Your objective:
Rewrite the material below with every "Target" changed to "Label" and all else left unchanged.

──────────────────────────────

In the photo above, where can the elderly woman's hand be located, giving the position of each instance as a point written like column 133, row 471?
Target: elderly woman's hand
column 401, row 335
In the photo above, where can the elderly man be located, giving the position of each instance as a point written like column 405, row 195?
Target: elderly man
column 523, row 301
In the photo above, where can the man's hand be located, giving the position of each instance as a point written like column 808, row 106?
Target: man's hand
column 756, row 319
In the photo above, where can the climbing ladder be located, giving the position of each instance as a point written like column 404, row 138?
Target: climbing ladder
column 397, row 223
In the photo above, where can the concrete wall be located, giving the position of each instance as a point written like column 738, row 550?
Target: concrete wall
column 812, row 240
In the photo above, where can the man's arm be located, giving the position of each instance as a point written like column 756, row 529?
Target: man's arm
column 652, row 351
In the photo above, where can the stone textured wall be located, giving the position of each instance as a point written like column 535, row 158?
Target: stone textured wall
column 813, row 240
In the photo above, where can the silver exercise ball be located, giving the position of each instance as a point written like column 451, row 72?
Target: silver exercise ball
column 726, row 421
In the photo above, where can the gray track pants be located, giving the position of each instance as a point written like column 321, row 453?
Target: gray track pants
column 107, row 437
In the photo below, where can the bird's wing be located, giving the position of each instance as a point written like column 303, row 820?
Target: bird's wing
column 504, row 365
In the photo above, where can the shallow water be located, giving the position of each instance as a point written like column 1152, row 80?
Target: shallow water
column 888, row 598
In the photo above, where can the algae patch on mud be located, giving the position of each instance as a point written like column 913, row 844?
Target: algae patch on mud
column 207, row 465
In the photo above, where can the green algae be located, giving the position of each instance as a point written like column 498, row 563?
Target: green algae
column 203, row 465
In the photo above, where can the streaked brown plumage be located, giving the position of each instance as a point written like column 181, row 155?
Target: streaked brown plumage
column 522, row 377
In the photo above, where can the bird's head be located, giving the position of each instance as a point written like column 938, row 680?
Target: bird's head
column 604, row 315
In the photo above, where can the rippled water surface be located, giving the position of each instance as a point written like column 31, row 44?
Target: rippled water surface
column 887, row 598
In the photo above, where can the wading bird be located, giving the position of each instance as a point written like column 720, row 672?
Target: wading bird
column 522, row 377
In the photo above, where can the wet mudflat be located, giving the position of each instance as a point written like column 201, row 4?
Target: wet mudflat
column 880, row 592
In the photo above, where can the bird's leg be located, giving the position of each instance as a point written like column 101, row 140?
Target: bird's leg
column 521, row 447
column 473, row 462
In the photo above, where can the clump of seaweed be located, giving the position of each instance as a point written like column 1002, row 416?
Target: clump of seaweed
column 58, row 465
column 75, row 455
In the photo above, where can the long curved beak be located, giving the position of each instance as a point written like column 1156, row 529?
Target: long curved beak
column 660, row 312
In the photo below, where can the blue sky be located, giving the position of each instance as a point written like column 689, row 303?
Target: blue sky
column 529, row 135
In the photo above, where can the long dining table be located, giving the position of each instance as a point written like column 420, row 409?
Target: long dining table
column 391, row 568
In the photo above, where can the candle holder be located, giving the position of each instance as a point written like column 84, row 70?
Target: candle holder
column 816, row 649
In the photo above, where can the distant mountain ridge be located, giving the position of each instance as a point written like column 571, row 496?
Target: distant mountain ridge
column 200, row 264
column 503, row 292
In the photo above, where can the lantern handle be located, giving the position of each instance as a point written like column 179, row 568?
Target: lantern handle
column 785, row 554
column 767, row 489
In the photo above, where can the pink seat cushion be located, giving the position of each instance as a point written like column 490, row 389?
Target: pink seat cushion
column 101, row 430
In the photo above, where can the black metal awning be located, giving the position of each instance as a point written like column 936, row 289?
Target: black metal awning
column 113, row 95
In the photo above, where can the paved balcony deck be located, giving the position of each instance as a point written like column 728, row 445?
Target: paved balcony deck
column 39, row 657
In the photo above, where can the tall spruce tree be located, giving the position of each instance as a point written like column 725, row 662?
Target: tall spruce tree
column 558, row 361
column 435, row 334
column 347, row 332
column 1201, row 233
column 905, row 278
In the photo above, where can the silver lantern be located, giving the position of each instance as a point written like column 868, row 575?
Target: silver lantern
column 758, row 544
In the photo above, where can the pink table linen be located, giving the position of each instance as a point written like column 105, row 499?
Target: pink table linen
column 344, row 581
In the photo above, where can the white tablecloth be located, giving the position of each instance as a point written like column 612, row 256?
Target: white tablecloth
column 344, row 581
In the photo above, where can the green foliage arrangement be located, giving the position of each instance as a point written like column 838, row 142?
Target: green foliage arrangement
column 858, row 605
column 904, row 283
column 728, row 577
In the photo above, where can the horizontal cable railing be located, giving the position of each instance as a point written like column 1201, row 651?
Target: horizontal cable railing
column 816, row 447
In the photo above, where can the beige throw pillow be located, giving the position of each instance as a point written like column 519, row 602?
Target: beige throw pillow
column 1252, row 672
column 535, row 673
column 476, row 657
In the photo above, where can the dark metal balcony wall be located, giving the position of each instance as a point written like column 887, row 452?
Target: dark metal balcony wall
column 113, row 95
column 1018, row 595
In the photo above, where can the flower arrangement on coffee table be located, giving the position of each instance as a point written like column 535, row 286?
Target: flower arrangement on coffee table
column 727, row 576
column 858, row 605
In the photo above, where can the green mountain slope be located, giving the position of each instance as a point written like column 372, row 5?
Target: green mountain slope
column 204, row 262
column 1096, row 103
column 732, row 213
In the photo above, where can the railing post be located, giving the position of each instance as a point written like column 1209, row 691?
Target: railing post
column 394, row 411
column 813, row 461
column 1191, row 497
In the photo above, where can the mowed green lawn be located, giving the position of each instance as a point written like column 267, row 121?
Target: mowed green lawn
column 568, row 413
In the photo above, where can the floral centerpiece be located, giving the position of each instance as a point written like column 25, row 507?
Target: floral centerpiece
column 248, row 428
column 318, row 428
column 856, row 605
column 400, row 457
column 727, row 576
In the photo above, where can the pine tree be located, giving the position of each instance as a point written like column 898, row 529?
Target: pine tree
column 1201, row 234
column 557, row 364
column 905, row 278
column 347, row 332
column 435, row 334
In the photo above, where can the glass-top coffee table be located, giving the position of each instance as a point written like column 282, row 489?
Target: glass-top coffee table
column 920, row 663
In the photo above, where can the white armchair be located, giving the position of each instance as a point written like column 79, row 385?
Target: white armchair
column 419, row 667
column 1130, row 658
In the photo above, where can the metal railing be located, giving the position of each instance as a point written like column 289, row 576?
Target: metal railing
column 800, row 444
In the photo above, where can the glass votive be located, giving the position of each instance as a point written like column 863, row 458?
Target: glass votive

──────────────────────────────

Output for this exercise:
In the photo above, where can the elderly woman's hand be located, giving the position of each instance as a point written like column 133, row 471?
Label: elderly woman's hand
column 401, row 335
In the photo above, where can the elderly man be located, giving the position of each instance as a point written like column 405, row 195?
Label: elderly man
column 523, row 301
In the photo above, where can the man's hand be located, giving the position of each instance as a point written like column 808, row 106?
Label: man's hand
column 756, row 319
In the photo above, where can the climbing ladder be located, giving the position of each instance as a point written like column 404, row 138?
Label: climbing ladder
column 397, row 223
In the photo above, where can the concrete wall be located, giving the position of each instance as a point written like column 738, row 550?
Label: concrete wall
column 812, row 240
In the photo above, where can the man's arm be located, giving the position of each instance as a point written like column 756, row 529?
Label: man's arm
column 652, row 351
In the photo above, where can the stone textured wall be located, giving the position of each instance as a point written like column 535, row 158?
Label: stone textured wall
column 813, row 240
In the photo above, where can the silver exercise ball be located, giving the position of each instance as a point written like column 451, row 72?
Label: silver exercise ball
column 726, row 421
In the photo above, where can the gray track pants be located, giving the position of each instance as a point written like column 321, row 453?
Label: gray track pants
column 107, row 437
In the photo below, where can the bird's wing be located, giving the position of each instance as a point written like column 303, row 820?
Label: bird's wing
column 504, row 365
In the photo above, where can the shallow water be located, giving the position of each instance as a point written like column 1152, row 80?
Label: shallow water
column 888, row 598
In the photo above, where can the algae patch on mud be located, giving the position of each instance as a point written like column 913, row 844?
Label: algae patch on mud
column 207, row 465
In the photo above, where can the green algae be located, giving the position of each instance as a point written like column 498, row 563?
Label: green algae
column 203, row 465
In the photo above, where can the streaked brown plumage be located, giving the position of each instance as a point written like column 181, row 155?
Label: streaked brown plumage
column 522, row 377
In the photo above, where can the bird's head be located, giving the position of each instance as a point written like column 938, row 680?
Label: bird's head
column 604, row 315
In the photo above, where can the rippled water surface be located, giving the position of each instance as a point written like column 31, row 44?
Label: rippled water surface
column 887, row 598
In the photo above, where can the wading bird be located, giving the position of each instance as a point written like column 720, row 672?
Label: wading bird
column 522, row 377
In the photo above, where can the wet mudflat be located, giving the position of each instance as a point written like column 201, row 4?
Label: wet mudflat
column 880, row 592
In the photo above, where can the bird's leg be located, giving the position of each instance as a point written like column 101, row 140?
Label: bird's leg
column 521, row 447
column 473, row 462
In the photo above, where can the clump of seaweed be located, giving the position of each instance as a point written like column 1002, row 416?
Label: clump of seaweed
column 58, row 465
column 75, row 455
In the photo above, where can the long curved beak be located, giving the position of each instance as a point written like column 1156, row 529?
Label: long curved beak
column 660, row 312
In the photo below, where can the blue sky be located, giving the position of each instance as a point written like column 689, row 303?
Label: blue sky
column 529, row 135
In the photo above, where can the long dining table be located, giving the position of each instance as a point written like column 420, row 409?
Label: long dining table
column 391, row 568
In the photo above, where can the candle holder be located, giving the position of each instance as a point written like column 84, row 70?
Label: candle holder
column 816, row 649
In the photo above, where can the distant mountain ridge be located, giving the position of each instance as a point written like column 571, row 496?
Label: distant mountain ridge
column 200, row 264
column 503, row 292
In the photo above, where can the lantern handle be located, giving the position of each instance as a point written like column 179, row 568?
Label: lantern handle
column 785, row 554
column 767, row 489
In the photo above, where can the pink seat cushion be located, giving the position of each instance as a point written like column 490, row 389?
Label: pink seat cushion
column 101, row 430
In the photo above, where can the black metal awning be located, giving the position of each instance as a point written like column 936, row 289?
Label: black metal awning
column 113, row 95
In the photo above, where can the paved balcony deck be located, giving the position of each instance as a point written like column 728, row 445?
Label: paved balcony deck
column 39, row 657
In the photo above, where can the tall spruce tree be located, giving the position of each instance as a point written like column 725, row 662?
Label: tall spruce tree
column 558, row 361
column 435, row 334
column 347, row 332
column 1201, row 233
column 905, row 278
In the photo above, where can the silver lantern be located, giving the position of each instance as a point written like column 868, row 575?
Label: silver lantern
column 758, row 544
In the photo above, where can the pink table linen be located, giving the position of each instance as a point written like column 105, row 499?
Label: pink table linen
column 344, row 581
In the photo above, where can the white tablecloth be located, giving the position of each instance as a point written like column 612, row 256?
Label: white tablecloth
column 344, row 581
In the photo above, where can the green foliage arrangement be located, giving the position of each instance as a point written like column 838, row 142?
Label: green foliage arrangement
column 858, row 605
column 904, row 283
column 728, row 577
In the photo above, where can the horizontal cable railing be located, giving the position of each instance as a point written like column 1201, row 651?
Label: horizontal cable railing
column 816, row 447
In the photo above, where can the beige throw pillow be located, giving the position of each instance as a point written like column 519, row 602?
Label: beige throw pillow
column 1252, row 672
column 535, row 673
column 476, row 657
In the photo above, where can the dark metal balcony wall be located, giving the position of each instance as a point written like column 887, row 452?
Label: dark metal balcony wall
column 113, row 95
column 1018, row 595
In the photo above, where can the flower arrangement on coffee table be located, giving the position of each instance as a point written like column 535, row 286?
Label: flower arrangement on coffee table
column 727, row 576
column 858, row 605
In the photo above, where can the green mountain slope be located, giving the position of each instance as a point written like column 372, row 5?
Label: green mountain slope
column 204, row 262
column 1096, row 103
column 732, row 213
In the photo above, where can the railing post be located, giving the position of each instance as a point written like column 1209, row 691?
Label: railing post
column 394, row 411
column 813, row 461
column 1191, row 497
In the photo above, where can the mowed green lawn be located, giving the position of each instance as a point written like column 267, row 121?
Label: mowed green lawn
column 568, row 413
In the photo above, where can the floral centerpiece be located, giving the position of each instance as a point written like column 25, row 507?
Label: floral centerpiece
column 248, row 428
column 318, row 428
column 856, row 605
column 400, row 457
column 727, row 576
In the photo above, where can the pine tree be located, giving the position of each instance as a point written like column 898, row 529?
Label: pine tree
column 1201, row 234
column 557, row 364
column 905, row 278
column 347, row 332
column 435, row 334
In the photo above, where can the glass-top coffee table be located, giving the position of each instance as a point written like column 282, row 489?
Label: glass-top coffee table
column 920, row 663
In the photo above, where can the white armchair be located, giving the position of each instance as a point written like column 79, row 385?
Label: white armchair
column 419, row 667
column 1130, row 658
In the photo above, where can the metal railing be located, giving the position of each instance as a point written like column 289, row 576?
Label: metal railing
column 800, row 444
In the photo above, where can the glass votive be located, giving the position of each instance as a point written like column 863, row 458?
Label: glass votive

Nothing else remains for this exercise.